*Object pointing dataset rows*.
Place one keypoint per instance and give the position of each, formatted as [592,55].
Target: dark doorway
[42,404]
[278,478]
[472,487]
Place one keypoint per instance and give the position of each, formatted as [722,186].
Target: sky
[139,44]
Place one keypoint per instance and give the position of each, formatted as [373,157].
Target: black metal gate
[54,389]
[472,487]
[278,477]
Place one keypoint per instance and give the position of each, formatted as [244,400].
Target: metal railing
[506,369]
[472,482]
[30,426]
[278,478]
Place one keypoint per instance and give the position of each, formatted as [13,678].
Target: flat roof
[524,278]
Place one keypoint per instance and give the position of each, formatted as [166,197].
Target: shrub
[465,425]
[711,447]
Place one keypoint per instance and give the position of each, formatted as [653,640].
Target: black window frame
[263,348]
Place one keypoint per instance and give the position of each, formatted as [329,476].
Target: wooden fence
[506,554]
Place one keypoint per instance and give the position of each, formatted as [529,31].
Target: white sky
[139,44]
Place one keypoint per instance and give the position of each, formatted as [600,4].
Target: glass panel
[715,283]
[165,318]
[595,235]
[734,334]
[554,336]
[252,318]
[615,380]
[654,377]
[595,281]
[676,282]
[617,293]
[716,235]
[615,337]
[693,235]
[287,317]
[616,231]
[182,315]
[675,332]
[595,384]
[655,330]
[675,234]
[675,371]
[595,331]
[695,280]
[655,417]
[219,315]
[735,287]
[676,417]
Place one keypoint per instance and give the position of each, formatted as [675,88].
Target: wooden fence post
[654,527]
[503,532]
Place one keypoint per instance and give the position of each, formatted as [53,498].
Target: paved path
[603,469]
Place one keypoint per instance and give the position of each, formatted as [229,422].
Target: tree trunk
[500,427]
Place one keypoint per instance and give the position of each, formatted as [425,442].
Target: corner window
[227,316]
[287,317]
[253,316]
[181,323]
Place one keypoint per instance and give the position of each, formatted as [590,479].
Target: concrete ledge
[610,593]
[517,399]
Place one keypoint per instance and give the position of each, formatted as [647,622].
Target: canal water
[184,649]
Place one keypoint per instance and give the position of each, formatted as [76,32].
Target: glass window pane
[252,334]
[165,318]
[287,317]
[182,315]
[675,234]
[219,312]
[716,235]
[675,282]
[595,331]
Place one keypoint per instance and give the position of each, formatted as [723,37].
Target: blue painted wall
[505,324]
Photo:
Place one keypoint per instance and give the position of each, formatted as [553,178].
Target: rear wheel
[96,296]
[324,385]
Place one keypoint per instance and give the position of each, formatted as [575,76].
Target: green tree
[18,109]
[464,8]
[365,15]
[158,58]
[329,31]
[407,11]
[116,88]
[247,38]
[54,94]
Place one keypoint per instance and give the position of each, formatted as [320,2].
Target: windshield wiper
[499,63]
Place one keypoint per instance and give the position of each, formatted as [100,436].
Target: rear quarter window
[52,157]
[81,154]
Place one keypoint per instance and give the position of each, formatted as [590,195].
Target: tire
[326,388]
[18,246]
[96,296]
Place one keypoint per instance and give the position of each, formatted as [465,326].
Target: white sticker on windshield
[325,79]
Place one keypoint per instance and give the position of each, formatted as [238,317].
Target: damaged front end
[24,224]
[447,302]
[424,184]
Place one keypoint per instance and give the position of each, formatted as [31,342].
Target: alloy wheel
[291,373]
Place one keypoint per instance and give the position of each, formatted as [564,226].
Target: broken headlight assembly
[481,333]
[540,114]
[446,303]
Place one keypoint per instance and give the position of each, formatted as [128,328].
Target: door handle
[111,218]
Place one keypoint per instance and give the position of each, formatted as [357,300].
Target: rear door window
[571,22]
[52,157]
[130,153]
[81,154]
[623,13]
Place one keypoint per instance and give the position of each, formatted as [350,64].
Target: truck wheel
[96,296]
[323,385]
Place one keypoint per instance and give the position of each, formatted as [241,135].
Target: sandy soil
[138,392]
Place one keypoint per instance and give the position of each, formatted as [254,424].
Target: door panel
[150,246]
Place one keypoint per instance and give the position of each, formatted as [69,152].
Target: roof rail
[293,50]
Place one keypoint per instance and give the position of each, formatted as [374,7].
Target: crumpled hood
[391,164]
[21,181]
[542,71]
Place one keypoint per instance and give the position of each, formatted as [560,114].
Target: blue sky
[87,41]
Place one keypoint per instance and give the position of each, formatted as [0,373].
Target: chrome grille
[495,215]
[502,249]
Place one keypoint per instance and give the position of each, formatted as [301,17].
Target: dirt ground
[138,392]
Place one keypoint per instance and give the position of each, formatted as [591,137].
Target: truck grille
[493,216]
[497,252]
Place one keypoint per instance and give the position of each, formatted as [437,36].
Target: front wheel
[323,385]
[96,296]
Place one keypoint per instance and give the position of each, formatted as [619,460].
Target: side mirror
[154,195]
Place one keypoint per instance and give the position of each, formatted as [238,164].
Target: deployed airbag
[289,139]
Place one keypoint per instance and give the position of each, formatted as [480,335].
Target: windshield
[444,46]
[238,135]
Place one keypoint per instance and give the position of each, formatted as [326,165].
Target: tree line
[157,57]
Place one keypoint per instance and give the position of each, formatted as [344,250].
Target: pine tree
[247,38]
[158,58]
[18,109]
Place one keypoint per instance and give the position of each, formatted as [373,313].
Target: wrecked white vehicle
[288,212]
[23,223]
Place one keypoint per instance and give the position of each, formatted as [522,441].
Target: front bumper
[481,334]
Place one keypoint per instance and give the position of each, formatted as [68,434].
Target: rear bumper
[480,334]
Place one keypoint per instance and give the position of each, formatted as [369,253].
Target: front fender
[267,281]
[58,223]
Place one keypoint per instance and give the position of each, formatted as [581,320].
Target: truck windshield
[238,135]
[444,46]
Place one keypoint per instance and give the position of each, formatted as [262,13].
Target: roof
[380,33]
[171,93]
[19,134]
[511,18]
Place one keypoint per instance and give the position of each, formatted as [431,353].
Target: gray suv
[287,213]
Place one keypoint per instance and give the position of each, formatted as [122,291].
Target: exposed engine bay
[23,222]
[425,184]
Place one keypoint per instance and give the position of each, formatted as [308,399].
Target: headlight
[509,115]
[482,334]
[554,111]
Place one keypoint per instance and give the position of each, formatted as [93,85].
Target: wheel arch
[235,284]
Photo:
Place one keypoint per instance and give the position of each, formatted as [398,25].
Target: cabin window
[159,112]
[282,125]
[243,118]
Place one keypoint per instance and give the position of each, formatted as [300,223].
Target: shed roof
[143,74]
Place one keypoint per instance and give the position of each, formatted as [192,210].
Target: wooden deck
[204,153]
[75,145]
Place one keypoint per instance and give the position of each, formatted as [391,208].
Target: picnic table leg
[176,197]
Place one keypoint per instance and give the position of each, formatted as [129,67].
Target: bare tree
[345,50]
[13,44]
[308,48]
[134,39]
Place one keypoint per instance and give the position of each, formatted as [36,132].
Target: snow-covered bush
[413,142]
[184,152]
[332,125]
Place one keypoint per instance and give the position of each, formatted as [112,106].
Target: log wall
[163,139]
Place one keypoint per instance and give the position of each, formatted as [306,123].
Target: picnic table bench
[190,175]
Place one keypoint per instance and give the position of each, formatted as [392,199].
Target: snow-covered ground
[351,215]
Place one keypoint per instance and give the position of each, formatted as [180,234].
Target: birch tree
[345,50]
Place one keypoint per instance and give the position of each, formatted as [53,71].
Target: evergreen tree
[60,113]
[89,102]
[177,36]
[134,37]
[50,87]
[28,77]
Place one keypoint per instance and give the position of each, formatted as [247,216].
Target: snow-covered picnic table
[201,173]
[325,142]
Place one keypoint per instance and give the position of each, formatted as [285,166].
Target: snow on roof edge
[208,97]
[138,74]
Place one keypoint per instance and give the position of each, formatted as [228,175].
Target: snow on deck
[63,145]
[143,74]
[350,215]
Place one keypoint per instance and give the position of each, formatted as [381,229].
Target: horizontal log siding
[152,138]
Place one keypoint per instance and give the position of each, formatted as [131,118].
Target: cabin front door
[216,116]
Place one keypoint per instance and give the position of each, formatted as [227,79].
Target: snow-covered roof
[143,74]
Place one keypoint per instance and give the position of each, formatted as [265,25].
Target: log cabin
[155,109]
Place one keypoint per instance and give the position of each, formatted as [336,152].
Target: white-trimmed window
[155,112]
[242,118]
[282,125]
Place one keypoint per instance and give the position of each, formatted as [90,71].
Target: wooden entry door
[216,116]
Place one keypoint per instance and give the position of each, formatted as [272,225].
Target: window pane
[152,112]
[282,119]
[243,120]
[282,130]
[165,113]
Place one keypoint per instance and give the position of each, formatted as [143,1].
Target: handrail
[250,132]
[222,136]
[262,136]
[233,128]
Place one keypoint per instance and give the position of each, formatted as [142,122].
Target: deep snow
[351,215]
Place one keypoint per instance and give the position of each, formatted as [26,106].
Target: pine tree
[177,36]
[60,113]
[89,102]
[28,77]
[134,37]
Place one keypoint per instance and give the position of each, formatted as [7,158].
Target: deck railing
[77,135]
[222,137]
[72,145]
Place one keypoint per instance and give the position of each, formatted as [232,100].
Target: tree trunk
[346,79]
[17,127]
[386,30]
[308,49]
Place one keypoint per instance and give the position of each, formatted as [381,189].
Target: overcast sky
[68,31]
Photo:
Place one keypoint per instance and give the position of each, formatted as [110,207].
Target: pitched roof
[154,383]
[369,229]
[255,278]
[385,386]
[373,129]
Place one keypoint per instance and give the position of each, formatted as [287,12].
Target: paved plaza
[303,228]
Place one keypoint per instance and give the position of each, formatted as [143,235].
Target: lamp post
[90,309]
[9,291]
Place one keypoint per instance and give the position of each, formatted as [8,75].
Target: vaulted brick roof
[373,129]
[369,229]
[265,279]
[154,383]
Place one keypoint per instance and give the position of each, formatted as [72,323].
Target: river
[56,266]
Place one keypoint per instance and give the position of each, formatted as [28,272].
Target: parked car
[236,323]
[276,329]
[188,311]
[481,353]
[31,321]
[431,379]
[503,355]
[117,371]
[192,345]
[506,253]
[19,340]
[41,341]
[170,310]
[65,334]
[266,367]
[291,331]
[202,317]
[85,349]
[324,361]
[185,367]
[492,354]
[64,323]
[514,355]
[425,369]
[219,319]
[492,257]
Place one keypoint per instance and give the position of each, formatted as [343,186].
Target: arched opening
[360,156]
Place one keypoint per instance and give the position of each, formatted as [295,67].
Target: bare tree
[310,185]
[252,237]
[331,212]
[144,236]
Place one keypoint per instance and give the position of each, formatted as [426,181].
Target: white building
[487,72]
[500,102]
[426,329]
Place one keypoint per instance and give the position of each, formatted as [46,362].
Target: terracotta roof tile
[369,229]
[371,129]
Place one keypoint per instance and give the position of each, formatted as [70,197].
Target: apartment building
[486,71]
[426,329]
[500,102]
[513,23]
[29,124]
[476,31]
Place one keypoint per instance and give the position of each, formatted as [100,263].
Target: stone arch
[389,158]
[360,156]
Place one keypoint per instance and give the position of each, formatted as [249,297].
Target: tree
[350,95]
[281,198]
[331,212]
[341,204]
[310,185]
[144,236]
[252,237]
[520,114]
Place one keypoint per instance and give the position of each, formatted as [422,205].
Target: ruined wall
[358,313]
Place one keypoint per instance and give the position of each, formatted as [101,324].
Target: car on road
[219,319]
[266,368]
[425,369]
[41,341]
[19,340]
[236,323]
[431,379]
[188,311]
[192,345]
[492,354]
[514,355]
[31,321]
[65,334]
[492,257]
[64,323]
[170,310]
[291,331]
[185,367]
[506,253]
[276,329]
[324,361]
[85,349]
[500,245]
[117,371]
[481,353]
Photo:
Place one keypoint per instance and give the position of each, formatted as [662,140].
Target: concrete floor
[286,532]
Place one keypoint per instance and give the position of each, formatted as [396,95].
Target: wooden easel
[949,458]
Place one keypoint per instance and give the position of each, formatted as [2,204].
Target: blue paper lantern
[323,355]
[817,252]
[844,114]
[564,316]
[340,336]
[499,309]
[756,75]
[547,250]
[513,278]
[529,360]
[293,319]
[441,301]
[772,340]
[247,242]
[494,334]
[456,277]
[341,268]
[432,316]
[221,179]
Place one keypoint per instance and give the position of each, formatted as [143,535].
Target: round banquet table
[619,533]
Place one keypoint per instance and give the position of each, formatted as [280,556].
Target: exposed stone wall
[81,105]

*What you are asked to do*.
Reproduce the lines of the entries above exactly, but only from the line containing "formatted as [396,95]." through the final line.

*Solution for this exercise*.
Place one keypoint per instance and give the position of each, formatted as [396,95].
Target: wooden easel
[949,458]
Place one keypoint per instance and give the position of each, formatted as [2,204].
Target: blue paper lantern
[323,355]
[817,252]
[844,114]
[564,316]
[340,336]
[499,309]
[756,75]
[547,250]
[513,278]
[529,360]
[293,319]
[441,301]
[772,340]
[247,242]
[494,334]
[456,277]
[341,268]
[432,316]
[221,179]
Place one keypoint per instance and give the position of each, formatted as [143,535].
Target: round banquet table
[619,533]
Place one keypoint per instance and give the position of each, formatted as [280,556].
Target: exposed stone wall
[81,105]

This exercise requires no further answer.